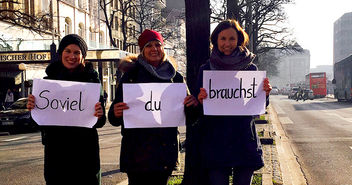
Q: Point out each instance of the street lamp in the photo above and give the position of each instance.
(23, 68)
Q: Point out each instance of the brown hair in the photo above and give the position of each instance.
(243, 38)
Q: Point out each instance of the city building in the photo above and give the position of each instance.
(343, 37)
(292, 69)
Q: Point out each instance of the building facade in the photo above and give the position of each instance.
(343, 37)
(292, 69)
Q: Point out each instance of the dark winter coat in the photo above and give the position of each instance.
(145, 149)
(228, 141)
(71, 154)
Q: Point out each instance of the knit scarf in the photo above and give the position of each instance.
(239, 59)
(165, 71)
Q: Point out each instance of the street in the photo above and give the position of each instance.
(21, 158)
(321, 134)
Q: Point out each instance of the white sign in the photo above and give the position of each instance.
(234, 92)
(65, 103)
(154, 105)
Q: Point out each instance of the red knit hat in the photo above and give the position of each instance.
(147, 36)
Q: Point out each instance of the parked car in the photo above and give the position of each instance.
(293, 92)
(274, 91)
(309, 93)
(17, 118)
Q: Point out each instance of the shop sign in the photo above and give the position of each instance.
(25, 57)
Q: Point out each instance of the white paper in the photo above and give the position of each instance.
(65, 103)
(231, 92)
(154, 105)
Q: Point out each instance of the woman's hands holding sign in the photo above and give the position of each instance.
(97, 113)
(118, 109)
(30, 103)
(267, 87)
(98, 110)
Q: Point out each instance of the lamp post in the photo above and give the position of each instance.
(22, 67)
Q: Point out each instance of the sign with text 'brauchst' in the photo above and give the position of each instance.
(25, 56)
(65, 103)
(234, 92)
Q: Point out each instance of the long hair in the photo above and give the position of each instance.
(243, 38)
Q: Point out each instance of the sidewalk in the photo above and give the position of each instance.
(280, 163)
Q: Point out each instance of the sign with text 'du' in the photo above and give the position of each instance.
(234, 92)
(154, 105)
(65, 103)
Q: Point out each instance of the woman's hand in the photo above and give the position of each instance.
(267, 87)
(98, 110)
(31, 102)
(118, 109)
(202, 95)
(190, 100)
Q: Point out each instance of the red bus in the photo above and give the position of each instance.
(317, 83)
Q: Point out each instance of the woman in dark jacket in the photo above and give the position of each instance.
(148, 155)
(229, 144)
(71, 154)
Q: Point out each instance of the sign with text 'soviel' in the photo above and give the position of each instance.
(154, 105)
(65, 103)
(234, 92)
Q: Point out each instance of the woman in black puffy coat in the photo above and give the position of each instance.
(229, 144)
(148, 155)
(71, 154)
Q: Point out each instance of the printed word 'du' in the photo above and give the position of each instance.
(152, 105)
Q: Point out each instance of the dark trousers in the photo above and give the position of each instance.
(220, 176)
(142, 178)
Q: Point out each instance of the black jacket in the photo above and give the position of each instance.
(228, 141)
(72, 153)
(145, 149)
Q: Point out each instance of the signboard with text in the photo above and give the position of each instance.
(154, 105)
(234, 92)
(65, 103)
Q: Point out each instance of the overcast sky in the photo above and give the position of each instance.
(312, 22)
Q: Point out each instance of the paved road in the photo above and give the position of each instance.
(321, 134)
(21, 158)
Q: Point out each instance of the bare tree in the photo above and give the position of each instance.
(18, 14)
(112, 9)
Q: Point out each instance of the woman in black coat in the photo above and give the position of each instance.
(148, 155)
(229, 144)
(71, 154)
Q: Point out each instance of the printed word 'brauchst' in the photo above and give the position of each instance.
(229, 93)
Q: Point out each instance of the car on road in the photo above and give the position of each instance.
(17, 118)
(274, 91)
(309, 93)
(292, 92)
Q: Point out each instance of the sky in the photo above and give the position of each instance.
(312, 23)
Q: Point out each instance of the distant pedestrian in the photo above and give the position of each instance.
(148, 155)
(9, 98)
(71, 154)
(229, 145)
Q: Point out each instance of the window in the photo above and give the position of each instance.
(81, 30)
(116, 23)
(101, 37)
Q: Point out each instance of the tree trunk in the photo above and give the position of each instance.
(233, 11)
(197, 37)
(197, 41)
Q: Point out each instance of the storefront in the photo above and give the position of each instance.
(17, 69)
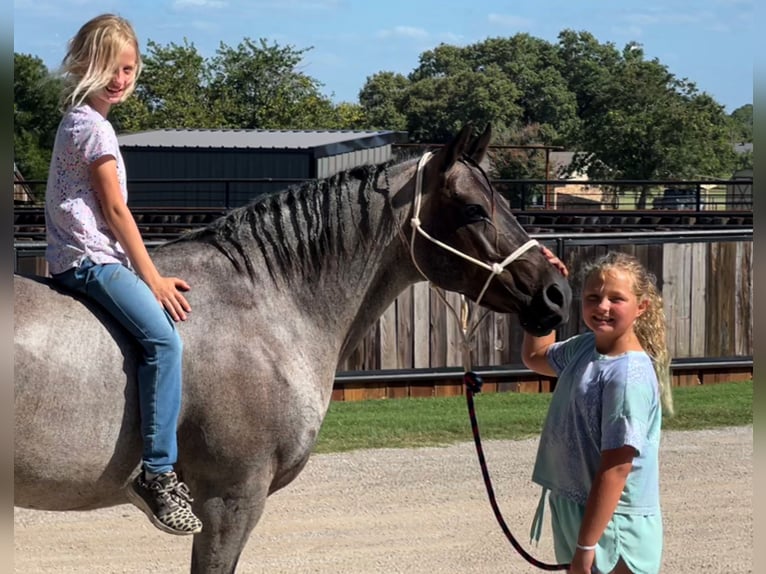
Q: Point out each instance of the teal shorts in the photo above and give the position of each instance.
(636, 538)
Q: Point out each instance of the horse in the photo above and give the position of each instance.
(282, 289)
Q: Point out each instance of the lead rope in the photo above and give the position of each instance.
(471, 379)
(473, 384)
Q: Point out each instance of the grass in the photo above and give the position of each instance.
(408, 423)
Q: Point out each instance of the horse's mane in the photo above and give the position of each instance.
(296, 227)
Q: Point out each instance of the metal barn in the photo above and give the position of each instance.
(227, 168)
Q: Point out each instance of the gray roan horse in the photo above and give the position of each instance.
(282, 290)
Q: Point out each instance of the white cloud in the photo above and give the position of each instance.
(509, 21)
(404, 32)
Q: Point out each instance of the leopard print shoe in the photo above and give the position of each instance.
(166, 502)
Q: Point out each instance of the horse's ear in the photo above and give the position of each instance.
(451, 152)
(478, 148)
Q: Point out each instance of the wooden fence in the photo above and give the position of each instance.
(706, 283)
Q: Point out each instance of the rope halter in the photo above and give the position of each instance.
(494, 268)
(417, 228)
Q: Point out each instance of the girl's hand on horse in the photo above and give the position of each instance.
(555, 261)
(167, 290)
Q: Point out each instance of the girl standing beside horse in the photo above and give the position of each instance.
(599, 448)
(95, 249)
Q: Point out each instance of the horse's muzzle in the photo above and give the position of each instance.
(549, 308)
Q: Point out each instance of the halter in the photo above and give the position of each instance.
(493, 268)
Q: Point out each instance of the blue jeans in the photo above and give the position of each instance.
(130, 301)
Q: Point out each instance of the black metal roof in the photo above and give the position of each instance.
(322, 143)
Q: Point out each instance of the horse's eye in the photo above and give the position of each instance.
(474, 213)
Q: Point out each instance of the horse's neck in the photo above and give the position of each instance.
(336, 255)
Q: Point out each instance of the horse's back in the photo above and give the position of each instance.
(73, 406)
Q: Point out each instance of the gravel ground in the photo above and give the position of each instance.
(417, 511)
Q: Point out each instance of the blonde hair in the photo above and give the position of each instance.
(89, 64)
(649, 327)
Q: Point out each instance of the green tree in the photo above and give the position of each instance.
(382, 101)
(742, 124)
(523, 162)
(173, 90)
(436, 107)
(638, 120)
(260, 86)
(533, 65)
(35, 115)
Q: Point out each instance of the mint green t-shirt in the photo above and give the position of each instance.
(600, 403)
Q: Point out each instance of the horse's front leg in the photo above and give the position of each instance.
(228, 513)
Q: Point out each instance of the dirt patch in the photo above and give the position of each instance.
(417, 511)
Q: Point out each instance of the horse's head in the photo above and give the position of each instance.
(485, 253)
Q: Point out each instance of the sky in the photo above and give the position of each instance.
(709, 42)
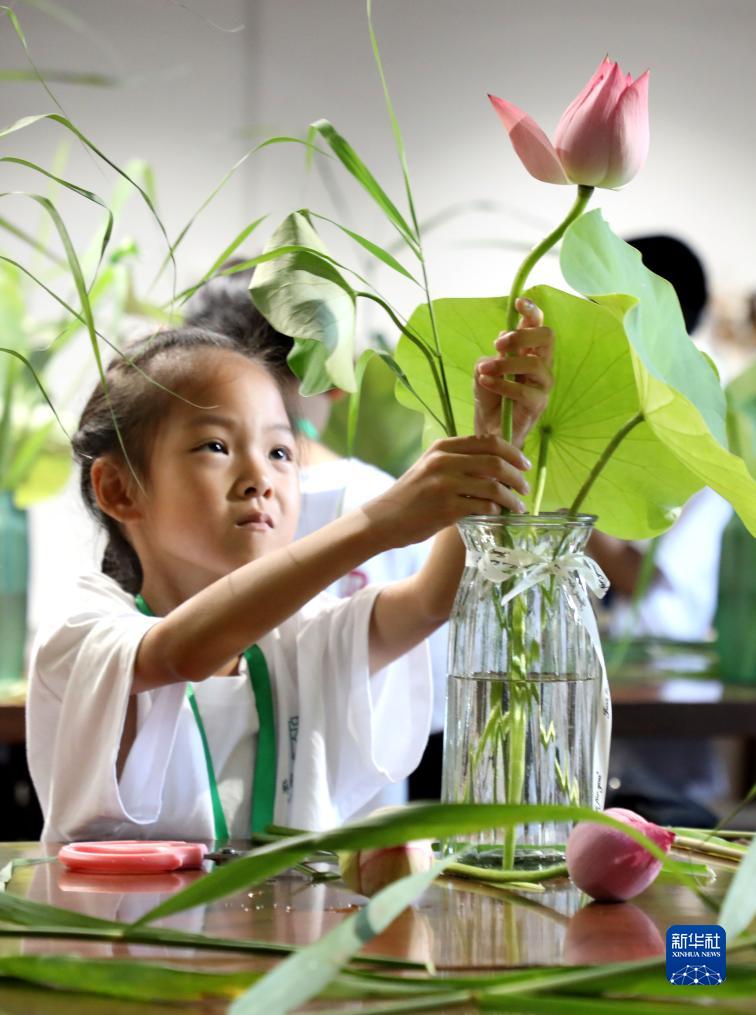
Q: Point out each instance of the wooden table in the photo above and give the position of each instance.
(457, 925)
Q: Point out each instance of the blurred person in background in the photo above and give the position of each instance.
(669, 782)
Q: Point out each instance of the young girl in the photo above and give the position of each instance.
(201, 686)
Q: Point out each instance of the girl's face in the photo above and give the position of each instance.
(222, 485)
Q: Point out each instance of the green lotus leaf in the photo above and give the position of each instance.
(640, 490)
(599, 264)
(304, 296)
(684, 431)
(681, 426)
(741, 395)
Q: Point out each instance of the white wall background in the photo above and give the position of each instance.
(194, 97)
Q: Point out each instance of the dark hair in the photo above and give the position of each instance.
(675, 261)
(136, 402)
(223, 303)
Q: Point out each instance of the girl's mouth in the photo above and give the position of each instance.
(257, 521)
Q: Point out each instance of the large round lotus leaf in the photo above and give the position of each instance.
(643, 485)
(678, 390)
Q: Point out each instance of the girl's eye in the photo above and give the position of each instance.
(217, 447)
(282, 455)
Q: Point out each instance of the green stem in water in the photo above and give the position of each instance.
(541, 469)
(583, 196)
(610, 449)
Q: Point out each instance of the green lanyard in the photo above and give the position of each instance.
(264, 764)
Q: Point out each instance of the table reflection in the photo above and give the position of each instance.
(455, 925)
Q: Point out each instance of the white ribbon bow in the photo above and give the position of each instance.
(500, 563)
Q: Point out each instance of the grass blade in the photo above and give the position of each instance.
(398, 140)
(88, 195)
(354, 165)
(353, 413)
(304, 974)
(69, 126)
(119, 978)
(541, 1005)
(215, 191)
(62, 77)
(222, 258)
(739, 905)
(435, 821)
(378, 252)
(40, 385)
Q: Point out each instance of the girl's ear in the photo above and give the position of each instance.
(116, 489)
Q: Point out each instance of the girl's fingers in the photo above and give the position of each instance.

What this task involves:
Write out exactly the final stretch of the records: the line containing "Q: Point out each instance of the table" and every line after it, through the last, and nothing else.

Completed task:
Q: Point out each instance of the table reflection in the photo above and give the position of each instance.
(455, 925)
Q: Point out each instance of the white ribbon bow in the photo above and give the position of each instance.
(500, 563)
Q: Point out each instance of the grass blade in the photo above and give the position of each instance.
(398, 140)
(88, 195)
(354, 165)
(353, 413)
(304, 974)
(69, 126)
(119, 978)
(541, 1005)
(215, 191)
(62, 77)
(222, 258)
(739, 905)
(435, 821)
(378, 252)
(40, 385)
Q: Point out each instance of the girl's ear in the photo above and give the position of each instance.
(116, 489)
Q: Point out each instance of the girl's fingers in the photo above and give the position of each instance.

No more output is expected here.